**INSTRUCTIONS**
a) According to the forum thread, how tall is the horse, as Tracers describes it?
b) Reproduce the section of the forum thread that begins with the words containing "i think its" and ends with "including its poo!", swapping "adorable" for "charming".

**PROVIDED PASSAGE**

# I...want...one...



## Tracers (Apr 21, 2010)

Sorry, tried embedding it and wouldnt work for me


----------



## Claudia (Apr 21, 2010)

Thats is the cutestthing ever, is like a doggy i love the lil tale


----------



## Tracers (Apr 21, 2010)

i know!! did you watch it start to run??? omg my weiner dog and him would be bestest friends EVER!


----------



## Shrimpgirl (Apr 21, 2010)

So cute. I want one too.


----------



## `GhostDogg´ (Apr 22, 2010)

Nope didn't work for me either.


I'd luv to have a mini horse too.


----------



## prempitorystrike (Apr 21, 2010)

he was so cute I wish I could have horses again they are fun


----------



## O.C.D Fishies (Apr 21, 2010)

OMG Tracy you have a wiener dog? I want one I wonder how it would be with my ferrets?


----------



## Tracers (Apr 21, 2010)

probably pretty good  the only time he gets pissy is when puppies try to step on him. youd have to introduce them when its still young and i would worry about puppy bites tho...sharp...


----------



## plantedinvertz (Apr 21, 2010)

Wow very cute!!!


----------



## Atom (Apr 21, 2010)

He is very cute.

What is the expected lifespan of a miniature horse or is that a shetland?


----------



## target (Apr 21, 2010)

Very cute.


----------



## Crazy_NDN (Apr 21, 2010)

what is it what is it im lazy to click it


----------



## Tracers (Apr 21, 2010)

i think its a shetland, just the smallest born...14 inches!


----------



## lotus (Apr 22, 2010)

So adorable makes me want one too. That size is totally managable including its poo!


----------

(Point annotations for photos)
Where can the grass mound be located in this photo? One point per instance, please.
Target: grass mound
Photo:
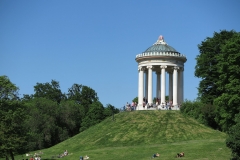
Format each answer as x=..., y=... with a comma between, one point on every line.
x=139, y=134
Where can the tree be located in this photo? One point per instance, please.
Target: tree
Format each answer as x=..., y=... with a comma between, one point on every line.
x=110, y=110
x=207, y=65
x=94, y=116
x=49, y=90
x=218, y=67
x=8, y=90
x=43, y=130
x=70, y=118
x=12, y=114
x=233, y=139
x=83, y=95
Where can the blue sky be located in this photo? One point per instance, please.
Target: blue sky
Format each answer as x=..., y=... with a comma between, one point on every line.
x=94, y=43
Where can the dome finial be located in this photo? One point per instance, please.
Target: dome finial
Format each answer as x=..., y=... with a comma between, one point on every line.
x=161, y=40
x=160, y=37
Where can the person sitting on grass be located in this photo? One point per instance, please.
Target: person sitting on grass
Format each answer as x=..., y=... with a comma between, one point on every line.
x=155, y=155
x=86, y=157
x=180, y=154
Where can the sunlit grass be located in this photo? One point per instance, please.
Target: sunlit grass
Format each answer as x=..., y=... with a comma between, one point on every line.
x=139, y=134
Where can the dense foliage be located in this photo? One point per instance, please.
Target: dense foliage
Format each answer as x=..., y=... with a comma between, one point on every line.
x=46, y=117
x=218, y=66
x=233, y=140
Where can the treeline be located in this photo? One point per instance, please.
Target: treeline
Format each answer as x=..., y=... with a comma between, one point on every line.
x=218, y=103
x=46, y=117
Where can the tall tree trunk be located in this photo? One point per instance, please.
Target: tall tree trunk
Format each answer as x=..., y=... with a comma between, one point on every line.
x=11, y=154
x=6, y=157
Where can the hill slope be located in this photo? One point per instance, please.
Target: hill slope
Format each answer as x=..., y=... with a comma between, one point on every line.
x=141, y=130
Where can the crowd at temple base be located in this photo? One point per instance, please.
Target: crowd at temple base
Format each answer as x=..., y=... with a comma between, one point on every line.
x=155, y=106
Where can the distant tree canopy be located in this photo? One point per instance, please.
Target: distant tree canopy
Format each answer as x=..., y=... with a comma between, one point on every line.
x=218, y=66
x=46, y=117
x=12, y=114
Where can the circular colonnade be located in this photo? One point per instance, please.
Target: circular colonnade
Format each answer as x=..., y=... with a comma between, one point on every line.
x=161, y=59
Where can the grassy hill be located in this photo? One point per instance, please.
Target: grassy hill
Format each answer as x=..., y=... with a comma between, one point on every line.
x=139, y=134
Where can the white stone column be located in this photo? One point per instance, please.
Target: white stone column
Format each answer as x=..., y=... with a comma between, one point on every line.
x=170, y=85
x=140, y=88
x=150, y=98
x=163, y=84
x=175, y=83
x=146, y=84
x=158, y=85
x=180, y=86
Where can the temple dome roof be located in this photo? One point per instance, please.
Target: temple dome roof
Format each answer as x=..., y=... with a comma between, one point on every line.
x=160, y=46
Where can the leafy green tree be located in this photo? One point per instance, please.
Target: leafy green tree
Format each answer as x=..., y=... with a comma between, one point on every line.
x=42, y=123
x=207, y=64
x=83, y=95
x=49, y=90
x=12, y=114
x=8, y=90
x=70, y=118
x=218, y=67
x=94, y=116
x=110, y=110
x=233, y=139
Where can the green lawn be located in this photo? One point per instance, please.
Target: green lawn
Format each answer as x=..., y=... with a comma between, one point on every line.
x=140, y=134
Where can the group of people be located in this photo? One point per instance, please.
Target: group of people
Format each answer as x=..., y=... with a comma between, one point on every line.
x=178, y=155
x=36, y=156
x=130, y=107
x=84, y=158
x=65, y=153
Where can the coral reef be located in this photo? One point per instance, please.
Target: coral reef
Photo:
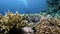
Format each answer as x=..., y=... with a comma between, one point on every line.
x=11, y=20
x=48, y=26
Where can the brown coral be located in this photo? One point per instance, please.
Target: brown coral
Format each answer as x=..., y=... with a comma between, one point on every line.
x=47, y=26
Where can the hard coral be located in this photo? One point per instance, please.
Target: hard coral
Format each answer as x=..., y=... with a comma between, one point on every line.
x=47, y=26
x=11, y=20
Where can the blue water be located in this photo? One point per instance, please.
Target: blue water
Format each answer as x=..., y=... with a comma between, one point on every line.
x=23, y=6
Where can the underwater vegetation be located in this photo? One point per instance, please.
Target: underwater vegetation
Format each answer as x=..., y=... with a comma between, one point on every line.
x=46, y=22
x=53, y=8
x=19, y=24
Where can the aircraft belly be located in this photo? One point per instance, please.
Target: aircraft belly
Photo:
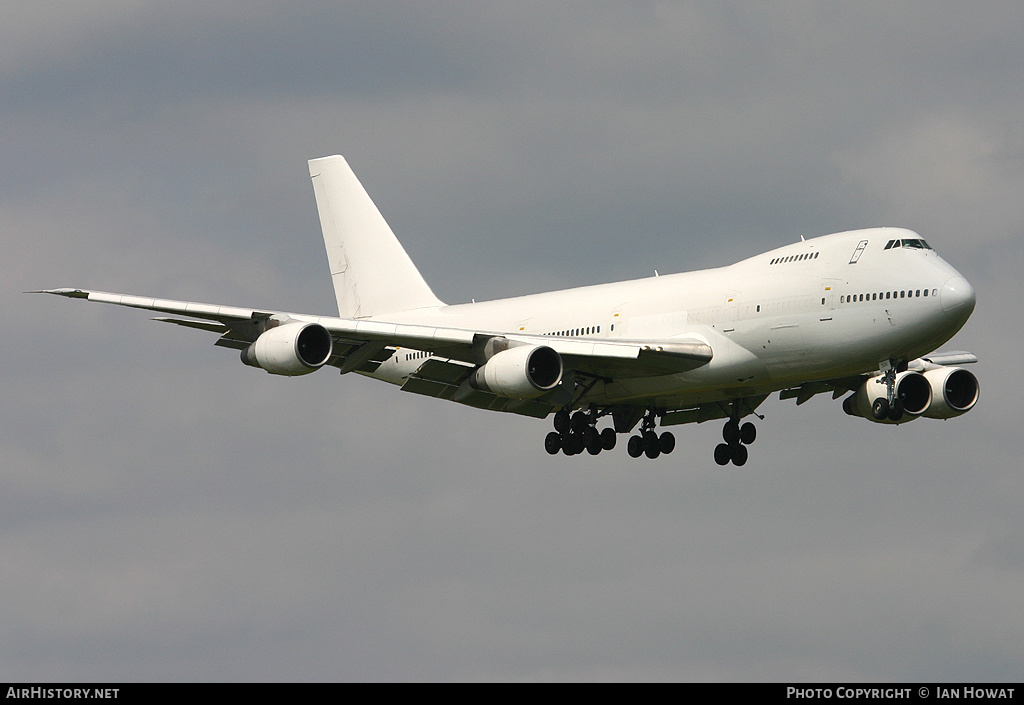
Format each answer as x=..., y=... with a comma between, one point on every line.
x=734, y=368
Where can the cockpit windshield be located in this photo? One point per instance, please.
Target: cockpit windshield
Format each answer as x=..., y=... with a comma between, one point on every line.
x=915, y=243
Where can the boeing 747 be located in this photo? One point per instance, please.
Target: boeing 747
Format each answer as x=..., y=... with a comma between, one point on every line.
x=855, y=315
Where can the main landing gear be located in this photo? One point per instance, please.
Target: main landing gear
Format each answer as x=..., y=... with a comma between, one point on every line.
x=736, y=438
x=578, y=432
x=648, y=442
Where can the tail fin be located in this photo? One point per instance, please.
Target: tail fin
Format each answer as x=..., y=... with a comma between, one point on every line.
x=371, y=272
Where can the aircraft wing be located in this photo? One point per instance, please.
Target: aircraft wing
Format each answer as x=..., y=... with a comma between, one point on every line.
x=361, y=344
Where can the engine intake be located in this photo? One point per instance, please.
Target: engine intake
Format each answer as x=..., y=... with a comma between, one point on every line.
x=912, y=389
x=292, y=348
x=523, y=372
x=954, y=391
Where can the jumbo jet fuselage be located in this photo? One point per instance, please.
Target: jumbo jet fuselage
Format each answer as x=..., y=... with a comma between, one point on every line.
x=827, y=306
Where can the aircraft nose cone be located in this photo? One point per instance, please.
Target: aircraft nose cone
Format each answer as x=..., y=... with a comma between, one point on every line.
x=957, y=296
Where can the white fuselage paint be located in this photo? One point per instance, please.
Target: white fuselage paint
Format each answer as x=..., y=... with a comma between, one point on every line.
x=770, y=326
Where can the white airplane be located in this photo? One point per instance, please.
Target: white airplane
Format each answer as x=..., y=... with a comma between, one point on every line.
x=854, y=313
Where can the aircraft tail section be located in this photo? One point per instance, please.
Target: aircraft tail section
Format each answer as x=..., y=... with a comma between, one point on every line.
x=371, y=272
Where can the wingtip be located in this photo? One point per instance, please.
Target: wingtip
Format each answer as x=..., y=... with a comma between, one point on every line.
x=71, y=293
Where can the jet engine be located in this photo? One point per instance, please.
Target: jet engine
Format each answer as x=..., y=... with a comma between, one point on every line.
x=292, y=348
x=522, y=372
x=912, y=391
x=954, y=391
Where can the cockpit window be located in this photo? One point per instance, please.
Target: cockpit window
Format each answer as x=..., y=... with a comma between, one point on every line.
x=914, y=243
x=920, y=244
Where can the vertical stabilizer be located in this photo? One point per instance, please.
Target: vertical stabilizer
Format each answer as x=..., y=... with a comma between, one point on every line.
x=371, y=272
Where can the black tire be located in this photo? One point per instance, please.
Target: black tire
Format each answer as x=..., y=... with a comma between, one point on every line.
x=723, y=454
x=562, y=421
x=667, y=443
x=635, y=447
x=553, y=443
x=608, y=439
x=738, y=455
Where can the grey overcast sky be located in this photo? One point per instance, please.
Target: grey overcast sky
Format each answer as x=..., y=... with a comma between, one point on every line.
x=167, y=513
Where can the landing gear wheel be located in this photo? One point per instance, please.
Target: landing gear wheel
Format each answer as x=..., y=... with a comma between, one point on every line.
x=723, y=454
x=738, y=454
x=608, y=439
x=635, y=447
x=667, y=443
x=562, y=421
x=553, y=443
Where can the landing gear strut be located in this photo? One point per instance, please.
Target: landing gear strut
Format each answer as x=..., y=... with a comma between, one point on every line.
x=891, y=407
x=736, y=438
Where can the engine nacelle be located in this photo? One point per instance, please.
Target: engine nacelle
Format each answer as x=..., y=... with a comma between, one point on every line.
x=522, y=372
x=912, y=389
x=954, y=391
x=292, y=348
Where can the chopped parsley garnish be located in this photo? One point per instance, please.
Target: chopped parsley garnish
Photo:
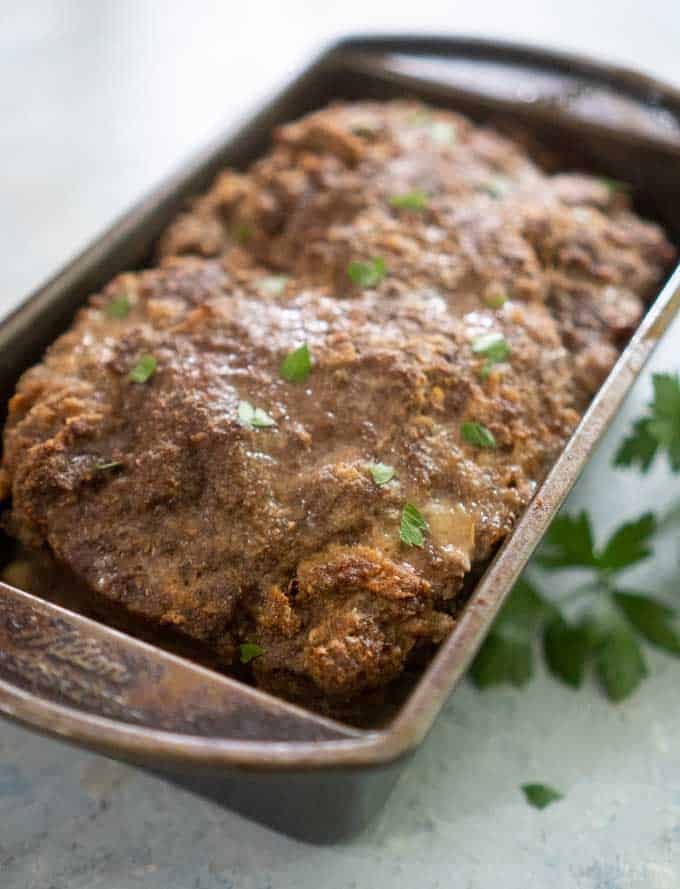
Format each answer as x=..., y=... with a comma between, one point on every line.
x=494, y=347
x=367, y=274
x=659, y=429
x=442, y=133
x=477, y=435
x=144, y=369
x=250, y=416
x=297, y=365
x=381, y=473
x=272, y=285
x=599, y=626
x=541, y=795
x=119, y=308
x=411, y=200
x=249, y=651
x=412, y=526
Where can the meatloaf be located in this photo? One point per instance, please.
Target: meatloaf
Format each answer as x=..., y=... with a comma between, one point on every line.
x=295, y=437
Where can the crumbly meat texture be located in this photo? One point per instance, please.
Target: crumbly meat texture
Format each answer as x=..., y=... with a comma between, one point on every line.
x=279, y=535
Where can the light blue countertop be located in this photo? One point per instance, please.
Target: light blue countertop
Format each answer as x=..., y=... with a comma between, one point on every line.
x=77, y=145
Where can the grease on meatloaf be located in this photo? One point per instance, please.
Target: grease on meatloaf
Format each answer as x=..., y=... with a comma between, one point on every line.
x=493, y=223
x=278, y=535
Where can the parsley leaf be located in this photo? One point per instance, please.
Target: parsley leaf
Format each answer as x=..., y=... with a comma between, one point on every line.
x=659, y=429
x=412, y=200
x=541, y=795
x=381, y=473
x=502, y=660
x=654, y=621
x=119, y=308
x=297, y=365
x=495, y=297
x=629, y=544
x=619, y=663
x=144, y=369
x=272, y=285
x=639, y=447
x=412, y=526
x=567, y=649
x=249, y=651
x=367, y=274
x=112, y=464
x=494, y=347
x=568, y=543
x=611, y=621
x=477, y=435
x=250, y=416
x=442, y=133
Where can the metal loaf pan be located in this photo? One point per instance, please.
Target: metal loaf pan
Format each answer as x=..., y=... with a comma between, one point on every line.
x=73, y=677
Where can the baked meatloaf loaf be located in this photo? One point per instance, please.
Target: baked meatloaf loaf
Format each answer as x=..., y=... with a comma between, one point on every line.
x=295, y=438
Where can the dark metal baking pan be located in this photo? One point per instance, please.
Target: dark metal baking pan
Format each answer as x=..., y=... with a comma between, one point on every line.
x=72, y=677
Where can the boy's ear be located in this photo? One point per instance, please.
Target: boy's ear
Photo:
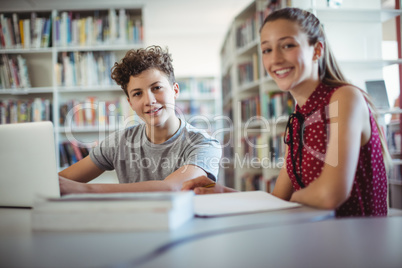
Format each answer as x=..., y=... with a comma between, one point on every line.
x=176, y=89
x=318, y=50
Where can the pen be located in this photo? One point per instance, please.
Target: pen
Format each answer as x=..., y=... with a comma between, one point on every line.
x=209, y=185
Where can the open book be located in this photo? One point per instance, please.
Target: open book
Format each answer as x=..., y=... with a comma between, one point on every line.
x=212, y=205
x=113, y=212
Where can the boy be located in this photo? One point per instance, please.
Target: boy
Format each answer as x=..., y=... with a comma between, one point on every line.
x=158, y=155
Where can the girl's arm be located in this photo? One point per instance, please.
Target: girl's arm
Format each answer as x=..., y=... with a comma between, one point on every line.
x=350, y=128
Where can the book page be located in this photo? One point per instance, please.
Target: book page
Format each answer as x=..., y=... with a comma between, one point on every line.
x=212, y=205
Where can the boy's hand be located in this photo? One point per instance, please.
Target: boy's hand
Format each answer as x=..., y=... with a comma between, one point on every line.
x=71, y=187
x=198, y=185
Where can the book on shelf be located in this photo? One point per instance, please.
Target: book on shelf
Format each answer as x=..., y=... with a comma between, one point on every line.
x=29, y=110
x=14, y=72
x=102, y=27
x=25, y=31
x=151, y=211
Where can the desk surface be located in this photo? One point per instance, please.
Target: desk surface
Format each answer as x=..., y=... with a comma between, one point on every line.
x=295, y=237
x=20, y=247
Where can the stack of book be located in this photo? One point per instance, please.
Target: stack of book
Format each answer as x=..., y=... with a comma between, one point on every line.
x=149, y=211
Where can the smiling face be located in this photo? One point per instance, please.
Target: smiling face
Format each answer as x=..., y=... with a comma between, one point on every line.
x=287, y=55
x=152, y=97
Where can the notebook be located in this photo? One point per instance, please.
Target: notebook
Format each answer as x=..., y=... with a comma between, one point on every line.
x=27, y=163
x=378, y=92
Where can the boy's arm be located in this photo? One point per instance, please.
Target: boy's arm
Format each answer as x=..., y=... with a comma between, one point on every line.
x=173, y=182
x=84, y=170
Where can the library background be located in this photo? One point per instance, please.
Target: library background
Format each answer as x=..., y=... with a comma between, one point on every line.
x=55, y=65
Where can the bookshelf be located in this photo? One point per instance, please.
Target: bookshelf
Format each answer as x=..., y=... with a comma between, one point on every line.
x=250, y=98
x=55, y=65
x=199, y=102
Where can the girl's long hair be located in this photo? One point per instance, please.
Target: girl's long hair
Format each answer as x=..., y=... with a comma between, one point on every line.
x=328, y=69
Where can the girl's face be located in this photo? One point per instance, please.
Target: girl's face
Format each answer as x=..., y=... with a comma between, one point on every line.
x=287, y=55
x=152, y=97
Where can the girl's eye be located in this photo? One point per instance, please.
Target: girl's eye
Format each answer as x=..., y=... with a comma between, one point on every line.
x=265, y=51
x=289, y=46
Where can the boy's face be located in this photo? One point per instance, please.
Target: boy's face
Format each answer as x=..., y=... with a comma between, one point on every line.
x=152, y=97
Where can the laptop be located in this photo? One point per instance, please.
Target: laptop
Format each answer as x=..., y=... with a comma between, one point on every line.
x=27, y=163
x=378, y=92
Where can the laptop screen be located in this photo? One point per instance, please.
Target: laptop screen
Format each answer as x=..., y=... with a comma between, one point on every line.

**WORKED SOLUTIONS**
a) 14 inches.

b)
i think its a shetland, just the smallest born...14 inches!


----------



## lotus (Apr 22, 2010)

So charming makes me want one too. That size is totally managable including its poo!